───── Data shown

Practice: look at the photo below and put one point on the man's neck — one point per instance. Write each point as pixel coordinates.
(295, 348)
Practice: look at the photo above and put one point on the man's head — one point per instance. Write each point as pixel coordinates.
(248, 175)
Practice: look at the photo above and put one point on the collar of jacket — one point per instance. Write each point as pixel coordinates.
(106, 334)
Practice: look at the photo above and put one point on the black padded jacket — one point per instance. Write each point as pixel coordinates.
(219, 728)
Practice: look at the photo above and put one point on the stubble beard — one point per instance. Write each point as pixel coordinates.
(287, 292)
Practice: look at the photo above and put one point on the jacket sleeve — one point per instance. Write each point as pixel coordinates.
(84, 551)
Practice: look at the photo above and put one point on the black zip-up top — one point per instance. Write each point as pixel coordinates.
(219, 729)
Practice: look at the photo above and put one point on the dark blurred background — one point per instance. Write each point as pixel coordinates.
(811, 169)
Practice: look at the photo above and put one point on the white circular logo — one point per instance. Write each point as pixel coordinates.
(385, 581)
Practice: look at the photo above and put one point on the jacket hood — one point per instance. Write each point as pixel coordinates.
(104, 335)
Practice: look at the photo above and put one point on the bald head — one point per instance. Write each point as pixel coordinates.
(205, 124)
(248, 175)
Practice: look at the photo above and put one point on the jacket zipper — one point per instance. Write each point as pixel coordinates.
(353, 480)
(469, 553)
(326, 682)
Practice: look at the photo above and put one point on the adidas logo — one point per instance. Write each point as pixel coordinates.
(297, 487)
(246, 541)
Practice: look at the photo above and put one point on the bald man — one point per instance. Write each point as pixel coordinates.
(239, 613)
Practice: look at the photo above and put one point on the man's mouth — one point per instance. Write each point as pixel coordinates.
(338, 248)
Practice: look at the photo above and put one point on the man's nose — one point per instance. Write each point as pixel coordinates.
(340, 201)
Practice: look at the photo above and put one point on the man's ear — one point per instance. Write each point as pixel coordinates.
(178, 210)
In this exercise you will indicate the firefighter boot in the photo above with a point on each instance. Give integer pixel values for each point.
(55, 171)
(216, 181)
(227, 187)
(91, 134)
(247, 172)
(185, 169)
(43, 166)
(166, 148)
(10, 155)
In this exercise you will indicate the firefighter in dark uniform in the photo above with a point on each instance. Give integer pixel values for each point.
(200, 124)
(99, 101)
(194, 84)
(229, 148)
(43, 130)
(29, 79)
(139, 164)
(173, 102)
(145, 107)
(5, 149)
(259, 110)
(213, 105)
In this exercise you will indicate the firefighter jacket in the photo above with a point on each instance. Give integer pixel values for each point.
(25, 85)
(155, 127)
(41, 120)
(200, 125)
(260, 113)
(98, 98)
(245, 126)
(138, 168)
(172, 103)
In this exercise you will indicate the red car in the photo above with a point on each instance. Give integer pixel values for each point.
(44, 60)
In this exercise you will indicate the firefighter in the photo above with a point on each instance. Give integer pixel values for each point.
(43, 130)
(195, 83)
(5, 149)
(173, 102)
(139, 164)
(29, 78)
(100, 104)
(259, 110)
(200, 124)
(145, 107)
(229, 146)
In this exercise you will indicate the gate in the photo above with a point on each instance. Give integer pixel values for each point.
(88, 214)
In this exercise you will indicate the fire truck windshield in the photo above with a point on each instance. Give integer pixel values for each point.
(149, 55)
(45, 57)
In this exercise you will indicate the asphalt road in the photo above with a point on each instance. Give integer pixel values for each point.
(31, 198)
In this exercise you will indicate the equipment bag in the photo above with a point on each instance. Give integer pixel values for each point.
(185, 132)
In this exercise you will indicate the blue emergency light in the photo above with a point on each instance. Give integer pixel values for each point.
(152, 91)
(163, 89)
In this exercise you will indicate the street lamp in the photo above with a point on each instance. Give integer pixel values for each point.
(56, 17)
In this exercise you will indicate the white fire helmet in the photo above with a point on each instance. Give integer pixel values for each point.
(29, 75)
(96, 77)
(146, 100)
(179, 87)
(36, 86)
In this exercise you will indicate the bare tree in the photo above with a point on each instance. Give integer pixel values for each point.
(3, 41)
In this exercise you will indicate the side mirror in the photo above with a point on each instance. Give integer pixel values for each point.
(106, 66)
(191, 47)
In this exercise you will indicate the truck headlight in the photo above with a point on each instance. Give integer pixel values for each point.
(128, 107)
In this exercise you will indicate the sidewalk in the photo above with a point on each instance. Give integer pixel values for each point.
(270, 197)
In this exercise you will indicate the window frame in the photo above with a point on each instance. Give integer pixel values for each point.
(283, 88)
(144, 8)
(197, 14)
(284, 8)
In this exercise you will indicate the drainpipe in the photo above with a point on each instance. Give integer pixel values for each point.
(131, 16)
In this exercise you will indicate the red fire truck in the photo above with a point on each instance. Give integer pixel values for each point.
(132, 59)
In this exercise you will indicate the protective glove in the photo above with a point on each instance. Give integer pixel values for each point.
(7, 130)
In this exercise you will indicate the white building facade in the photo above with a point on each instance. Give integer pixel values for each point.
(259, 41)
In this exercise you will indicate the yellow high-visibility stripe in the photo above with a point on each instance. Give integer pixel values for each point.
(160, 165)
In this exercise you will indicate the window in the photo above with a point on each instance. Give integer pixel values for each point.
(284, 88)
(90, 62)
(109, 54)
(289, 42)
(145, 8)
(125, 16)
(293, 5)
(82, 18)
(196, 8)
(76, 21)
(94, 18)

──────────

(Work order): Write out the material again, matching every line.

(Written solution):
Practice: look at the photo below and put one point on the man's neck — one point per instance. Write each point as pixel coordinates.
(295, 348)
Practice: look at the photo above and put one point on the man's head — one point per instance. Write each point as pixel coordinates.
(248, 175)
Practice: look at the photo above and put one point on the collar of jacket — one point per instance. Write each point as pixel coordinates.
(106, 334)
Practice: look at the photo above and put one point on the black padded jacket — one point per instance. Write each point as pixel coordinates.
(219, 728)
Practice: look at the photo above and put one point on the stubble beard — one point per instance. Write each point as pixel coordinates.
(287, 292)
Practice: look at the photo above and put one point on the jacket sleeve — one point per instance. Write each point as pixel coordinates.
(84, 551)
Practice: look at the photo above and put one point on the black zip-up top — one point per instance. Write each point as pixel coordinates.
(219, 729)
Practice: look at the photo above and put one point on the dark blurred background — one point per instance. Write each point as pixel coordinates.
(811, 169)
Practice: look at the photo above and put one point on the white circular logo — one point per instance. Write each point as pixel coordinates.
(385, 581)
Practice: look at the photo above and put one point on the jacket hood — one point per instance. Write each point as pixel coordinates.
(104, 335)
Practice: look at the photo above and put one point on the bald head — one point per instance. Write each point as pixel coordinates.
(205, 124)
(248, 175)
Practice: look at the photo above and put one point on the jacket zipper — one point per instance. Write each point as pixel coordinates.
(353, 480)
(469, 553)
(326, 682)
Practice: look at the photo above and put one point on the adidas logo — one point per instance. Write each point as pixel coordinates.
(297, 487)
(246, 541)
Practice: look at the photo above and put one point on the bald man — one point per instance. Write each point as pixel coordinates.
(239, 613)
Practice: look at the photo above and put one point on the man's mouth — one point per instance. Write each point as pixel coordinates.
(338, 248)
Practice: look at the photo above and put one point on the man's nose — one point per instance. Write each point as pixel coordinates.
(340, 201)
Practice: look at the photo above and put one point on the man's ear — one point per instance. Write each point as pixel coordinates.
(178, 210)
In this exercise you will indicate the firefighter boot in the photo above with a point on each instance. Give integer pixel values for each point.
(55, 171)
(216, 181)
(227, 187)
(91, 134)
(247, 172)
(185, 169)
(43, 166)
(166, 148)
(10, 155)
In this exercise you will indicate the firefighter in dark uniform in the photo above with a point on each instance. Give integer pixel values for each point.
(200, 124)
(99, 101)
(194, 84)
(229, 148)
(43, 130)
(29, 79)
(139, 164)
(173, 102)
(145, 107)
(5, 149)
(259, 110)
(213, 105)
In this exercise you will indicate the firefighter jacket in the photo above with a point on each instance. Give integer pixel values for each point.
(25, 85)
(155, 127)
(41, 120)
(200, 125)
(260, 113)
(98, 98)
(245, 126)
(138, 168)
(172, 103)
In this exercise you will indicate the red car in the photo above with a point on each instance. Give integer pixel values for each point.
(44, 60)
In this exercise you will indicate the firefighter in the photo above with a point on each instance. Give integer pixel values for each point.
(43, 130)
(195, 83)
(5, 149)
(173, 102)
(139, 164)
(29, 78)
(100, 104)
(259, 110)
(200, 124)
(145, 107)
(229, 146)
In this exercise you will indicate the gate in the photo above with a point on each instance. Give integer pixel values for each point.
(88, 214)
In this exercise you will indicate the fire truck windshield in the photo above with a point on each instance. Give integer pixel values for each point.
(149, 55)
(45, 57)
In this exercise you will indicate the asphalt road in the photo above with a point on each instance. Give integer pixel values for each point.
(31, 198)
In this exercise you will indicate the equipment bag in the photo above with a point on each instance. Give integer pixel values for each point.
(185, 132)
In this exercise you will indicate the blue emergency light in the photo above with a point on each instance. Give integer pixel values for each point.
(152, 91)
(163, 89)
In this exercise you will indicate the street lamp in the photo above with a point on each instance. Give integer pixel values for each point.
(56, 17)
In this exercise you will indicate the white fire helmet in the photo above with a point on each instance. Give integer pixel values for each point.
(29, 75)
(96, 77)
(146, 100)
(179, 87)
(36, 86)
In this exercise you will indicate the bare tree in the photo above with a point on each instance. Give integer pixel values for each point.
(3, 41)
In this exercise you will indicate the side mirror in the photo above with a point on each instance. Give integer pixel values for each point.
(106, 66)
(191, 47)
In this exercise you will indicate the truck headlight in the photo above with a point on each instance. Give integer pixel values for each point.
(128, 107)
In this exercise you will indicate the sidewalk in the photo above with a point on each instance. Give integer pixel values for each point.
(270, 197)
In this exercise you will indicate the window frame in the photo above with a point on each instance. Give integer pixel values for each point.
(283, 88)
(144, 8)
(197, 14)
(284, 8)
In this exercise you will indicate the drainpipe in the photo above with a point on each instance. Give integer pixel values for each point.
(131, 16)
In this exercise you will indicate the red fire truck in the photo above with a point on each instance. Give integer pixel values for each point.
(132, 59)
In this exercise you will indicate the protective glove in the photo above with a point on each instance. Give integer pixel values for each point.
(7, 130)
In this exercise you will indicate the white building facade in the photo above with a point on each instance. Give integer pixel values for each point.
(259, 41)
In this exercise you will indicate the yellow high-visibility stripe in the photo above with a point on each instance. Give integer pixel values for each point.
(160, 165)
In this exercise you will indicate the window in the photo above with a point on each instance. Give integer pixel values for each point.
(284, 88)
(90, 62)
(109, 54)
(289, 42)
(145, 8)
(125, 16)
(293, 5)
(82, 18)
(196, 8)
(76, 21)
(94, 18)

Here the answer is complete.